*Extract:*
◆ ◆ ◆ ◆ ◆ ◆ ◆
Aim of study: The aim of this study was to compare the clinical and microbiological efficacy of a single 1 gram dose of azithromycin against 1 week of doxycycline at 100 mg twice a day in the treatment of: (1) uncomplicated non-gonococcal urethritis (NGU) in male patients, and (2) culture proven Chlamydia trachomatis cervicitis in female sex workers.
Method: The subjects were 53 male patients who attended the clinic and were diagnosed to have non gonococcal urethritis based on clinical symptoms and a urethral smear, and 63 female sex workers, who had both a positive enzyme immunoassay (EIA) test and Chlamydia trachomatis cultures. Follow-up visits were made at one and two weeks post-treatment to assess efficacy, subsequent relapse and presence of side effects. The male patients were also assessed at four weeks post treatment to determine default and reinfection rates.
◆ ◆ ◆ ◆ ◆ ◆ ◆
*Data supplied:*
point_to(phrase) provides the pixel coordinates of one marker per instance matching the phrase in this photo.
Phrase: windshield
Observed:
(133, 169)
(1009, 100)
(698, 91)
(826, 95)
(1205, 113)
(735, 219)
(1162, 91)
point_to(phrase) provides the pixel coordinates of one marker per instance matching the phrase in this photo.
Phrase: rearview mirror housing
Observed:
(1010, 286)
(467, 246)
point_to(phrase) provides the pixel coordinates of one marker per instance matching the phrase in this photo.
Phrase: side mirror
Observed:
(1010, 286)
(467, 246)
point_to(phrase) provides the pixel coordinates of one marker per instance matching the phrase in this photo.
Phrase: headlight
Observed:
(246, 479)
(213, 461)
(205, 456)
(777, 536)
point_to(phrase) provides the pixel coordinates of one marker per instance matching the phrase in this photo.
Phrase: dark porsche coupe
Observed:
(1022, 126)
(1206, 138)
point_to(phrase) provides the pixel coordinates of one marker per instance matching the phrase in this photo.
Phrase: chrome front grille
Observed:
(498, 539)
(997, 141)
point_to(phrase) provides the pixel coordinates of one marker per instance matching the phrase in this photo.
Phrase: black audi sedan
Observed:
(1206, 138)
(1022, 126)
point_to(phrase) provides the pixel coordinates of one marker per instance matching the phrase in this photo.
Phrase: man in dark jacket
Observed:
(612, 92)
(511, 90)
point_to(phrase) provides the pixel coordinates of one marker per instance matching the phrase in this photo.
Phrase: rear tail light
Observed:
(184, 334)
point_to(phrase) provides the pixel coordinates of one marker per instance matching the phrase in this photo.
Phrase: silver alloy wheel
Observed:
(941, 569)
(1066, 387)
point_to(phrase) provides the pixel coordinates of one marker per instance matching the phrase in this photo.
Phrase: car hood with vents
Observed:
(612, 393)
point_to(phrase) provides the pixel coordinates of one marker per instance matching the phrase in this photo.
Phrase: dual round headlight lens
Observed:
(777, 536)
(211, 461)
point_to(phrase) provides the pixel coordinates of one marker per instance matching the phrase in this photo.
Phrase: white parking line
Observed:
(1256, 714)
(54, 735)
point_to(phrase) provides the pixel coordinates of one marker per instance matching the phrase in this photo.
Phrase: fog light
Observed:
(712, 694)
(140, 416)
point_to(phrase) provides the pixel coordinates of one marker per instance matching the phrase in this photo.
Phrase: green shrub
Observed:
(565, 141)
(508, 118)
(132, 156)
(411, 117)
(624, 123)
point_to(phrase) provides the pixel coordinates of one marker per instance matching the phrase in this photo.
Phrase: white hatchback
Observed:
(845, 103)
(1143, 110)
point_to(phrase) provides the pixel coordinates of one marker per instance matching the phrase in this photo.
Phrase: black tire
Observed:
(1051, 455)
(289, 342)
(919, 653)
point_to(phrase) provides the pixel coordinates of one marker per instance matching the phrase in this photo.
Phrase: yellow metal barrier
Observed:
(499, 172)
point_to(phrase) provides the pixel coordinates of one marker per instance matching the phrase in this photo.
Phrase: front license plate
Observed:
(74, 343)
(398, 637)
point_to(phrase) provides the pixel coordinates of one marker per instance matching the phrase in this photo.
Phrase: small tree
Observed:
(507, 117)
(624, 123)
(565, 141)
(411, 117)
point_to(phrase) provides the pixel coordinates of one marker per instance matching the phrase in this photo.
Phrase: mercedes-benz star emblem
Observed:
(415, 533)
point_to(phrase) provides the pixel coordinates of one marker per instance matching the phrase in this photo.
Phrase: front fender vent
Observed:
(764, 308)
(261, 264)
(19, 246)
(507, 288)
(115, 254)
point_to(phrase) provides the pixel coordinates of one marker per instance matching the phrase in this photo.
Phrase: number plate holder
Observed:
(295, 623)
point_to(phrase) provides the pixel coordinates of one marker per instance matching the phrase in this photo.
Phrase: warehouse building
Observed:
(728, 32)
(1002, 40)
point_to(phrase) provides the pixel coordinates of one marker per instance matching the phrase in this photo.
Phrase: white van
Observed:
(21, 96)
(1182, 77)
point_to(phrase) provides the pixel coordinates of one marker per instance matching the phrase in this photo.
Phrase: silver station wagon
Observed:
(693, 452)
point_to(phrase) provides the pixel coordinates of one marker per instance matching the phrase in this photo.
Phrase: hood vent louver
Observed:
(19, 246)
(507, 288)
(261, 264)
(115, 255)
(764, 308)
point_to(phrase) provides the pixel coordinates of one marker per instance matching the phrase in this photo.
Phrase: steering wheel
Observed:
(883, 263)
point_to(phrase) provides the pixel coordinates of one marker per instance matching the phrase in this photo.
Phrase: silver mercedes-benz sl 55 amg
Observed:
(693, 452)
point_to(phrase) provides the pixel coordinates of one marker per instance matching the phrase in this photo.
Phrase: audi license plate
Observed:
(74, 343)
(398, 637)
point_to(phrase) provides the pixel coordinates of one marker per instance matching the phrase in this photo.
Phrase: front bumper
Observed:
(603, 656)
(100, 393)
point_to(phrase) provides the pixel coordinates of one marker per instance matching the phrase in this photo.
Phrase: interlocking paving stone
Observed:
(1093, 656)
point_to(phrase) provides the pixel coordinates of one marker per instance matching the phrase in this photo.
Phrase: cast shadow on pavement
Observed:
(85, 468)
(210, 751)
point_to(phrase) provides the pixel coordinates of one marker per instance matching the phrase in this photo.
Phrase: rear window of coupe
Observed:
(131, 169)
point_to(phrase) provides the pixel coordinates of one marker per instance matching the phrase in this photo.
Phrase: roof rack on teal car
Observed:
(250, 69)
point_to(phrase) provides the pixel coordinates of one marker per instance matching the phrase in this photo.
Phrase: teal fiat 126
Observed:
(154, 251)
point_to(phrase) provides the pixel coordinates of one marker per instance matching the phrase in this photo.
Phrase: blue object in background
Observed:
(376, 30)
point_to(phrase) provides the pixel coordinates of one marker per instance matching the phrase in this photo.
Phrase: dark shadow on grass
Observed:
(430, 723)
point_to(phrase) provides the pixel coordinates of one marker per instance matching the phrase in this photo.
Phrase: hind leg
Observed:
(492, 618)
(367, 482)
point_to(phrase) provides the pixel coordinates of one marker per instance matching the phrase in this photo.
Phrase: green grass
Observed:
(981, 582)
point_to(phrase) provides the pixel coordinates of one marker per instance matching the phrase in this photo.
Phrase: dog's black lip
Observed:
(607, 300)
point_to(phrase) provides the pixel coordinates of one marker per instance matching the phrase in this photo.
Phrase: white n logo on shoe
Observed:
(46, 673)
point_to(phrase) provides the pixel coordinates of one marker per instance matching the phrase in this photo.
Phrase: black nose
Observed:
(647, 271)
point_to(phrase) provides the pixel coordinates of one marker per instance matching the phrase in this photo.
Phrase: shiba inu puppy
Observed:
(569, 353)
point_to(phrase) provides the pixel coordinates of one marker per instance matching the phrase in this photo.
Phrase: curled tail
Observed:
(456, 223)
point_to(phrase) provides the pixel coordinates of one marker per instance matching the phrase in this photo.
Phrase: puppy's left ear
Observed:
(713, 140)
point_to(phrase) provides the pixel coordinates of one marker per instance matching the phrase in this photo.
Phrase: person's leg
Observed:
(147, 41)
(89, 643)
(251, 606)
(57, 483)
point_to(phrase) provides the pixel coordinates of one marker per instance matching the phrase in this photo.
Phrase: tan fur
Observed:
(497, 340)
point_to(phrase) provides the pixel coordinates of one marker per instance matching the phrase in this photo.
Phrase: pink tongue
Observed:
◆ ◆ ◆ ◆ ◆ ◆ ◆
*Work to complete:*
**A.** From the study abstract, list everything that the follow-up visits were made to assess or determine.
**B.** Go on with the study abstract from its last sentence.

*Answers provided:*
**A.** efficacy, subsequent relapse, presence of side effects, default rates, reinfection rates

**B.**
Results: Both azithromycin (clinical cure rates 62.5% at one week, 86.4% at two weeks in male patients; 96.6% at two weeks in female sex workers) and doxycycline (clinical cure rates 65.4% at one week, 90.9% at two weeks in male patients; 100% at two weeks in female sex workers) were effective in treating non-gonococcal urethritis and chlamydial cervicitis. Both drugs were very effective in eradicating proven Chlamydia trachomatis infections, with success in 100% of cases of Chlamydia trachomatis NGU in males, and 96.6% and 100% cure rates, for azithromycin and doxycycline respectively, in female sex workers with cervicitis. There were no statistically significant differences between the two drugs in terms of clinical efficacy, influence on default rates or subsequent risk of reinfection.
Conclusions: We conclude that a single dose of azithromycin is as effective as a one week course of doxycycline in treating non-gonococcal urethritis in males and in the elimination of Chlamydia trachomatis in females with cervicitis, with the added advantage of a convenient single dose that can be supervised.